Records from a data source
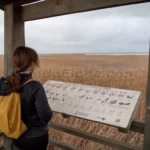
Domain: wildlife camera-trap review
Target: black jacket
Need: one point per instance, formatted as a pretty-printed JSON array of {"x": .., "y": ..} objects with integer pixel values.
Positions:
[{"x": 35, "y": 110}]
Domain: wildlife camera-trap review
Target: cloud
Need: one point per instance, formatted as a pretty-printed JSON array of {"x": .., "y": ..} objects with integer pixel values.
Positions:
[{"x": 115, "y": 30}]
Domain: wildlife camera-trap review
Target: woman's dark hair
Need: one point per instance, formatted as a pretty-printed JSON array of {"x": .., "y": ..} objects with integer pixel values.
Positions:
[{"x": 23, "y": 58}]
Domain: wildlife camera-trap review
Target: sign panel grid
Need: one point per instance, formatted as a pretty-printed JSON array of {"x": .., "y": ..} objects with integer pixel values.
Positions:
[{"x": 105, "y": 105}]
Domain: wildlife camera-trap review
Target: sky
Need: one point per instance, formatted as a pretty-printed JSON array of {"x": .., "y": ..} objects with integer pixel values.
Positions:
[{"x": 114, "y": 30}]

■ **What you have to do**
Count how many lines in the data above include the string "Target", and write only that number.

■ **Answer space**
5